**YOUR INSTRUCTIONS:**
Using the article on New York City's mental health co-response teams, answer these:
1. How many 911 calls about a person in a mental health crisis were there in 2019?
2. Who makes up a co-response team?
3. How old was Deborah Danner?

*** QUOTED PASSAGE ***

NEW YORK — John Vaccaro is up before dawn trying to help New Yorkers in crisis. 

“I wake up at five. It’s about an hour commute on the subway," Vaccaro explained. "I like starting the day early, trying to get to the important things early.” 


What You Need To Know

  • There were 171,490 calls to 911 about a person in a mental health crisis in 2019

  • Eight to ten teams of police officers and clinicians offer people mental health assistance

  • City promised major changes after a Bronx senior with schizophrenia was killed by police

  • NYC Well Mental health helpline is 1-888-692-9355

Vaccaro is a clinician with the city health department, but these days he reports for work at the NYPD, using a police locker room to change and join officers who work with him on a special crisis response team.

They are called co-response teams and consist of two patrol officers and a clinician trained to help people suffering with a mental health problem, people who could possibly turn violent.

The teams do not race to 911 calls. Instead, they try to prevent those calls from happening.  

They get referrals mostly from NYC Well, the city helpline that connects people to mental health services.

The co-response teams say they do not force anyone to accept help. Often, they are turned away initially.

“We respect their wishes, but we always come back again and try to actually connect them with services. We don't give up so easily,” said Officer Marcos Gallardo.  

The program is one of the reforms promised by Mayor Bill de Blasio after a police sergeant in 2016 fatally shot Deborah Danner, a mentally ill Bronx senior citizen. The officer said the 66-year-old swung a bat at him. Her death raised questions about how police respond to people suffering from severe mental illness.

Vaccaro says the response teams follow up on their calls, reducing the likelihood of a crisis that leads to a 911 call.

“We know that after ten years of steady increases to 911 for a mental health crisis, for the first time in 2019, we saw a dip in those numbers. Something like 8,000 fewer mental health crises were called into 911," said Susan Herman, senior adviser to the mayor. She oversees the city's mental health programs.

She believes that means people are seeking services and getting help. 

The city has still not said when it will send mental health professionals with police answering 911 calls.

Herman vowed in non-emergency cases help will be arriving sooner. “By January, citywide we will be able to go during the day and early evening anywhere in the city within two hours. This is a significant service that we offer New Yorkers.”

Officer Aimée Escoffier, who has a master’s degree in social work, explained that one goal of the response teams is to prevent mentally ill individuals from ending up in the criminal justice system. She cites a case involving a college student to make the point that people from all walks of life are battling mental health problems.

“Was attending an Ivy League school uptown and the professors were seeing him slowly decompensate, seeing some warning signs, seeing some things he was writing down on papers and stuff," said Escoffier.

They were able to eventually get that person help, avoiding a possible tragedy.

*** SUPPLIED ENTRIES ***

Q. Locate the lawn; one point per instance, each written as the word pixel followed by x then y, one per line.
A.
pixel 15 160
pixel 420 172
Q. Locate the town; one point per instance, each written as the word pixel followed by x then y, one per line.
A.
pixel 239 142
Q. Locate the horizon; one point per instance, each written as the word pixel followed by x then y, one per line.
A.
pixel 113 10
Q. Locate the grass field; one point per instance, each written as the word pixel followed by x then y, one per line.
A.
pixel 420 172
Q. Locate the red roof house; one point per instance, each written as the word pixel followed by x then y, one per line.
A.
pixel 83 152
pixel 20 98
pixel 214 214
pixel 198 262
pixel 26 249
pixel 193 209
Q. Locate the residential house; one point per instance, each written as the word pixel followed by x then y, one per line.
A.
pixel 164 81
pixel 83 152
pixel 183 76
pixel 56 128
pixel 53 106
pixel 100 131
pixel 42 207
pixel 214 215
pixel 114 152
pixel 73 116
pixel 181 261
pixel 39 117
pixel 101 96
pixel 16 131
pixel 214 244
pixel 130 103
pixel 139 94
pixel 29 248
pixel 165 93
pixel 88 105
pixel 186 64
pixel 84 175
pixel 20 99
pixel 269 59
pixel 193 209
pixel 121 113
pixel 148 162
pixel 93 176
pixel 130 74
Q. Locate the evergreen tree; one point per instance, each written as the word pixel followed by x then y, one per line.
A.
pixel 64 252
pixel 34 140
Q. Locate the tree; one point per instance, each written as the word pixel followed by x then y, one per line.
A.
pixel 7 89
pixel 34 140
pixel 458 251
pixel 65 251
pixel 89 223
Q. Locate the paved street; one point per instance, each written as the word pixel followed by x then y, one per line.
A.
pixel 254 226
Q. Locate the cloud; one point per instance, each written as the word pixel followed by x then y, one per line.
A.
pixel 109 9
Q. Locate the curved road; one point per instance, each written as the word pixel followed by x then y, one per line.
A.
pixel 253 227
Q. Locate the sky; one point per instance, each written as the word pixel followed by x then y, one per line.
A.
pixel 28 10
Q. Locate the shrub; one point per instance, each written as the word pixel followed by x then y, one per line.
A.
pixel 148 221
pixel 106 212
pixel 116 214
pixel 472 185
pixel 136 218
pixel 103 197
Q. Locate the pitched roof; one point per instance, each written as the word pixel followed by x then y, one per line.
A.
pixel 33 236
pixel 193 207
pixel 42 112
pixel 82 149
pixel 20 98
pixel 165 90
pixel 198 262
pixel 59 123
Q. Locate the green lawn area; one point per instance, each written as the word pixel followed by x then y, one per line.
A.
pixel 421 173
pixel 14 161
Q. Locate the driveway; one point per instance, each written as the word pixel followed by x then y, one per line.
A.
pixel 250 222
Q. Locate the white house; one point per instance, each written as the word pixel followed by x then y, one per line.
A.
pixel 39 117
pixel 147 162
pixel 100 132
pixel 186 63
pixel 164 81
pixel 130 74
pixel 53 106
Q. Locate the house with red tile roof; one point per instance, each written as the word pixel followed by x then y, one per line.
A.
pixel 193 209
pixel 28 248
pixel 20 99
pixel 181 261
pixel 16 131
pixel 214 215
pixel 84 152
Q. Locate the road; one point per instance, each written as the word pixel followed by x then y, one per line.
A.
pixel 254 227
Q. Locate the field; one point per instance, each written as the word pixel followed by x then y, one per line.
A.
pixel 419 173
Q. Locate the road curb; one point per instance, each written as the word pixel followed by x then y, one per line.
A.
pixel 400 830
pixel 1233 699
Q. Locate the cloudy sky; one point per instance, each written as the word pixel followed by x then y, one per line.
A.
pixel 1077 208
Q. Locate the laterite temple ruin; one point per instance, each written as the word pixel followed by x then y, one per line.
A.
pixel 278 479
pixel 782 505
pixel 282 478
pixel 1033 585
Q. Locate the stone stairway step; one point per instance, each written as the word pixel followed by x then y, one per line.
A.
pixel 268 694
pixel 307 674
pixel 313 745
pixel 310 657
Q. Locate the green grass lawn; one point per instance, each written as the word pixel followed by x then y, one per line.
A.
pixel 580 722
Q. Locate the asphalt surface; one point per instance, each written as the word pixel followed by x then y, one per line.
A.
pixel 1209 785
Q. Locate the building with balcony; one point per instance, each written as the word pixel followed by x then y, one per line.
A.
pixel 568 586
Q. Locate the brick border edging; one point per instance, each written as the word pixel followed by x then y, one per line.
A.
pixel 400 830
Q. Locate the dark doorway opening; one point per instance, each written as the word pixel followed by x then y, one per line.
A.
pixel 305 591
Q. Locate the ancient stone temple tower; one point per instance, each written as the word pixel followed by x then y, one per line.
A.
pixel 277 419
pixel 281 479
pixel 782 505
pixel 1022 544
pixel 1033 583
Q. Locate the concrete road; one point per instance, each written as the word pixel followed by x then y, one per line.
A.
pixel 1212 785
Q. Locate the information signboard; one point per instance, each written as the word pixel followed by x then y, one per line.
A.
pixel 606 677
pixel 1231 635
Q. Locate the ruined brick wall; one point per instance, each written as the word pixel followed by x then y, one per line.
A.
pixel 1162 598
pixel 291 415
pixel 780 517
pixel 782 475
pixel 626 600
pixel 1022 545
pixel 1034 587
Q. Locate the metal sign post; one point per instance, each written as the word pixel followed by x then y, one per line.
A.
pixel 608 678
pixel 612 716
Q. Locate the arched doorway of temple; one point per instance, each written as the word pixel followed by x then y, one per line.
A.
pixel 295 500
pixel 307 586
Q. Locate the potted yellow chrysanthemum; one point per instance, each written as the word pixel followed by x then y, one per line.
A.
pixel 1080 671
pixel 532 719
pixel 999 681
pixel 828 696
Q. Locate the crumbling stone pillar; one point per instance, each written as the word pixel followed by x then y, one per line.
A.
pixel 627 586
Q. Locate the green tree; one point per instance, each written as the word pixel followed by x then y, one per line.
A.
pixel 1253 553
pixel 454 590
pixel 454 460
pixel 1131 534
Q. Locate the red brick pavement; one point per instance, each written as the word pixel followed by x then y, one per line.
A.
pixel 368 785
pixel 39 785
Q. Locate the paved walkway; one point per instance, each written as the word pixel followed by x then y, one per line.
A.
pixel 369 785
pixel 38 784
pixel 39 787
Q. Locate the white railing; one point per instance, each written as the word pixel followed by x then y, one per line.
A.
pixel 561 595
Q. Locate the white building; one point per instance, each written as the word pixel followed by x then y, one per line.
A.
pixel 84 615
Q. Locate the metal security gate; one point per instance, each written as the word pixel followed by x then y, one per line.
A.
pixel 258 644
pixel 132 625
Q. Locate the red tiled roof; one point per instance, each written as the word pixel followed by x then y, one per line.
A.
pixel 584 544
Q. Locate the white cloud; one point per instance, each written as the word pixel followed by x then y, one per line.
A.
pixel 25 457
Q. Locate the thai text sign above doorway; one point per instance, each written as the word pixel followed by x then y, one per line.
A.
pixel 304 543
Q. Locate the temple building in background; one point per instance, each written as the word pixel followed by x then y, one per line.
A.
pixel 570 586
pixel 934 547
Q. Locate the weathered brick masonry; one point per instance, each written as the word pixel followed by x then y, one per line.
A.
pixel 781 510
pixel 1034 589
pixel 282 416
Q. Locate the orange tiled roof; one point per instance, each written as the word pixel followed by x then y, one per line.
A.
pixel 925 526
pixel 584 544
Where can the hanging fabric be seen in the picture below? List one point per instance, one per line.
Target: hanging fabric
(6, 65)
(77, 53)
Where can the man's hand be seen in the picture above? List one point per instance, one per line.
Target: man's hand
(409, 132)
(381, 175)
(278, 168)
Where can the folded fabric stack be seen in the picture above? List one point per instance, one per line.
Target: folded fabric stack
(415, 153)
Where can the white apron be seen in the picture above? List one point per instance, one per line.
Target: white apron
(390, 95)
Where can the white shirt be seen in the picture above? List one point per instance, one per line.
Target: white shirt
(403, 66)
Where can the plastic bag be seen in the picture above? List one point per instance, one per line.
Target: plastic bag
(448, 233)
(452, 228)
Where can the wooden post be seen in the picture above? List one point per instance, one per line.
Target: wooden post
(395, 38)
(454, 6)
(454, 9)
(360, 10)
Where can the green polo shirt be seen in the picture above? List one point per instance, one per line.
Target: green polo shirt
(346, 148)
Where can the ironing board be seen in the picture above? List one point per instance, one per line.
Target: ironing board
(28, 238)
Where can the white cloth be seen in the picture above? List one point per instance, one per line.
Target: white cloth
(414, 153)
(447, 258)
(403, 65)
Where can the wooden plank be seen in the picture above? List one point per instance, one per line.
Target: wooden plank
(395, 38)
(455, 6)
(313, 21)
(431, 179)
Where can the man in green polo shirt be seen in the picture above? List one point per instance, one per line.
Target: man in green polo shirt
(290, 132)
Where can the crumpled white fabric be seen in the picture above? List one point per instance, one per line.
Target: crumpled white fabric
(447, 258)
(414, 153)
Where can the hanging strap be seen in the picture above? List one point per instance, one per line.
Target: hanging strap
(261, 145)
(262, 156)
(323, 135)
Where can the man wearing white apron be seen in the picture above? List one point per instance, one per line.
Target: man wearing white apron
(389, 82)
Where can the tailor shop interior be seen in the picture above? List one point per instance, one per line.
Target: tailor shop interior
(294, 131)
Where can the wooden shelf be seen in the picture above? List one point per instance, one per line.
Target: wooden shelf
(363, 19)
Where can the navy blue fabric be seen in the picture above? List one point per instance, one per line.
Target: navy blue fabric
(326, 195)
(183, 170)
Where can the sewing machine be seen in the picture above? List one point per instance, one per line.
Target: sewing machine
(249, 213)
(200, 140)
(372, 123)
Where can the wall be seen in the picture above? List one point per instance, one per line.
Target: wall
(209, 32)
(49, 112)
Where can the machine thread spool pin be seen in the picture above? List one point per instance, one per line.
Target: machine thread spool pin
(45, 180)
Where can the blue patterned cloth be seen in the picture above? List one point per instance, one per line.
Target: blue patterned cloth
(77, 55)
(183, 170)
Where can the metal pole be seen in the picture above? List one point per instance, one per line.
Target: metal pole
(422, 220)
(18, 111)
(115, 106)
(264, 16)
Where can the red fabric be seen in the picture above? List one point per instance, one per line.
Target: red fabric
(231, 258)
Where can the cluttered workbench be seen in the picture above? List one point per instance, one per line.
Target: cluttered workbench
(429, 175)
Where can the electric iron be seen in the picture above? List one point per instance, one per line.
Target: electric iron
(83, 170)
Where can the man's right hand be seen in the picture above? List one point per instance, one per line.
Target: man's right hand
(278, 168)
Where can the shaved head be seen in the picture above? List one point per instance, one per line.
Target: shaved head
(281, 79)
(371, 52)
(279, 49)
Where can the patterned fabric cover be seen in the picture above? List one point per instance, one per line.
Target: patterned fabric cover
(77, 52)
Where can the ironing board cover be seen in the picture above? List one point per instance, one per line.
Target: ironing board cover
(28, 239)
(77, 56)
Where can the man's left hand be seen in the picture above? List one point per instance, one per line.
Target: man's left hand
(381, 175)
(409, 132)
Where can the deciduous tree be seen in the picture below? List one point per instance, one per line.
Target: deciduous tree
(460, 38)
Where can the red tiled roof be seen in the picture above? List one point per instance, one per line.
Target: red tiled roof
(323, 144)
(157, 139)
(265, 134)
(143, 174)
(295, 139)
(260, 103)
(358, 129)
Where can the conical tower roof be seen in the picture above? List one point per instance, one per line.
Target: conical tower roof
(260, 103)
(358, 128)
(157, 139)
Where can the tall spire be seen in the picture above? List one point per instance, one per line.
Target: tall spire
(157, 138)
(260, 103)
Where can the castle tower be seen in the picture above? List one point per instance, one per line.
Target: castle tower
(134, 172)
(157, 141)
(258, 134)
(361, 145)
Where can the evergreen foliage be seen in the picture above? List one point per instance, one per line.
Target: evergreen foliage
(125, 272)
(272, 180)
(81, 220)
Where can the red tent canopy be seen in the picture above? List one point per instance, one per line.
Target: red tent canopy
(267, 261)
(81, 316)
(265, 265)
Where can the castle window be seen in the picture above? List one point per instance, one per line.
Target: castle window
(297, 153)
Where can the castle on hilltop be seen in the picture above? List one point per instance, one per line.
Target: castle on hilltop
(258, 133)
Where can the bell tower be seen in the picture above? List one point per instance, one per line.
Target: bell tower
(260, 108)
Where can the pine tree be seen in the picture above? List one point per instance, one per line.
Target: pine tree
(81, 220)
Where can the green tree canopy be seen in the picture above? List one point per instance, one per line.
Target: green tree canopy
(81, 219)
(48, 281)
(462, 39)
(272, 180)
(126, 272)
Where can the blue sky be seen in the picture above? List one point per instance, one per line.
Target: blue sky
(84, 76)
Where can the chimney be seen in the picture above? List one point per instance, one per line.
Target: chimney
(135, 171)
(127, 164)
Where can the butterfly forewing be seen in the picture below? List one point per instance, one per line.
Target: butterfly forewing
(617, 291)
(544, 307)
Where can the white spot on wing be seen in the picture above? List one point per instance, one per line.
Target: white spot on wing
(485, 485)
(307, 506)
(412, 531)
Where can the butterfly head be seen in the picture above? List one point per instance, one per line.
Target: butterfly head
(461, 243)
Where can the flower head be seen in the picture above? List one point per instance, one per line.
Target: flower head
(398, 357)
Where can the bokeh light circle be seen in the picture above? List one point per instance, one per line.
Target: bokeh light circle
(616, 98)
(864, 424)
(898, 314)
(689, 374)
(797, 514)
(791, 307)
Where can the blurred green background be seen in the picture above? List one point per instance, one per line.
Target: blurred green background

***

**COMPLETED EXERCISE:**
1. 171,490
2. Two patrol officers and a clinician
3. 66